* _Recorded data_

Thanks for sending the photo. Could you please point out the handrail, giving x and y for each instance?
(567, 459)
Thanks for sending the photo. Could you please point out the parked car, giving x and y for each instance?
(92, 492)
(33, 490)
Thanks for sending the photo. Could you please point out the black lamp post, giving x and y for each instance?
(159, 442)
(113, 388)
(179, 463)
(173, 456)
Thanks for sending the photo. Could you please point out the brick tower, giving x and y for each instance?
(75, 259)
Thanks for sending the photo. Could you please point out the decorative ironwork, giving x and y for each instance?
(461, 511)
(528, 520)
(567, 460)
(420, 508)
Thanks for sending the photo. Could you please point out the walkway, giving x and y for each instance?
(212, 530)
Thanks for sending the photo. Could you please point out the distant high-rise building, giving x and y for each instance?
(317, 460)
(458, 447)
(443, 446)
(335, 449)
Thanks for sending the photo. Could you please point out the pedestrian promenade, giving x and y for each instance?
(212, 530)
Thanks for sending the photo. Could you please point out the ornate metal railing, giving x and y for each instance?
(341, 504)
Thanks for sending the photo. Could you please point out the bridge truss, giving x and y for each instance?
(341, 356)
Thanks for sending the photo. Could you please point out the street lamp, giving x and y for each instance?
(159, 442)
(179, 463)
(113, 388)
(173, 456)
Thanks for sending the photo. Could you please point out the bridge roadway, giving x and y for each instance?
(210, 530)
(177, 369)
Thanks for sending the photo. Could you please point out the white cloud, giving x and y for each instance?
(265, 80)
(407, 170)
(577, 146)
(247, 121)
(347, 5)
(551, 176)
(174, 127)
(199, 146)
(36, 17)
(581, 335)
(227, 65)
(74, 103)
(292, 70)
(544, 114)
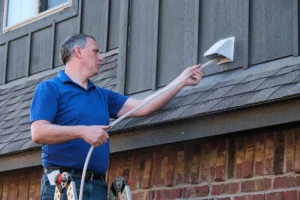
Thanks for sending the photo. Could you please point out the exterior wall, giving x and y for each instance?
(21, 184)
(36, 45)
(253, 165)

* _Task requirements_
Quote every line of the recorded data above word for word, but leave out the picture.

* _Solution to the problem_
Thanks for sending the photo. Could you please point out the handrail, giving x and y for each instance?
(567, 459)
Thanks for sending the photo. Could you please point out the parked car, giving x and y for each instance?
(92, 492)
(33, 490)
Thanks for sending the photo. Could you please point out the black lamp post, giving x and y for each instance?
(159, 442)
(113, 388)
(179, 463)
(173, 456)
Thanks for sending the photo. Could you please point out the brick tower, giving x and y for each instance?
(75, 259)
Thanks for sending the photo. Could you please point out the decorative ironwork, giving x and y for each instance?
(461, 511)
(528, 520)
(567, 460)
(420, 508)
Thanks for sending the photo. Could you please point out the walkway, giving x and y for each instance?
(212, 530)
Thanks for sending the photo. Could you please point out the distant high-rise building, giving x and y for each instance?
(317, 460)
(458, 447)
(443, 446)
(335, 449)
Thanks for sending the photo. Could you please point out the pedestrian promenade, giving x and y for each instance?
(212, 530)
Thanks for sending the photo. Could you please point out the ornate metal railing, giving x and y for each instance?
(341, 504)
Thanks for sending the photo. Could you please point out the bridge truss, giving x and y for each instance?
(341, 356)
Thanks for sending the photo. Could you please point out the street lamp, giving x and y for each instance?
(159, 442)
(179, 463)
(113, 388)
(173, 456)
Thanks for sending the photo. Could you please point out the bridge roadway, giving x and y for each instance?
(210, 530)
(177, 369)
Thanks for sending the photo. Could you please point out the white cloud, giving x and y for each instance?
(265, 80)
(407, 170)
(577, 146)
(247, 121)
(347, 5)
(551, 176)
(174, 127)
(199, 146)
(36, 17)
(581, 335)
(227, 65)
(74, 103)
(292, 70)
(544, 114)
Thanks for sending the photo. Could you please point out the exterior wall, giving x and y for each instance?
(21, 184)
(36, 45)
(253, 165)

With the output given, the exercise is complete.